• [Work request]:
For the records that follow, restate each one word for word and leave the images behind.

Listed records below:

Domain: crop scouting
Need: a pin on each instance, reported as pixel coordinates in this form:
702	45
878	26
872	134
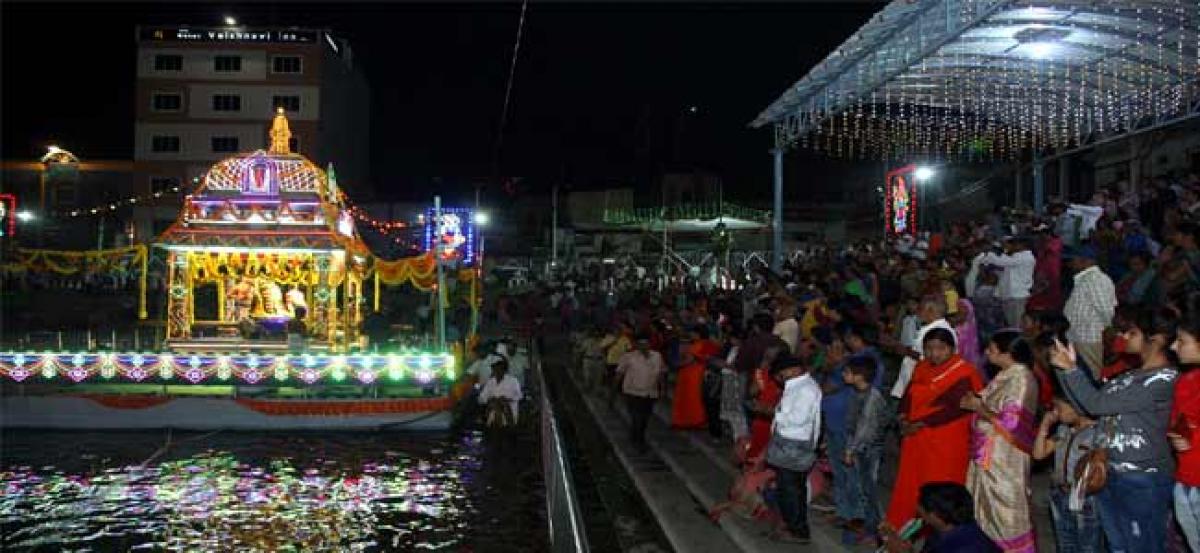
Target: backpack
498	414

End of Listed records.

• [Exercise solution]:
Domain: crop scouting
Need: a pin on each instance, reported as pixel coordinates in this form:
702	45
878	26
872	134
Target: backpack
498	414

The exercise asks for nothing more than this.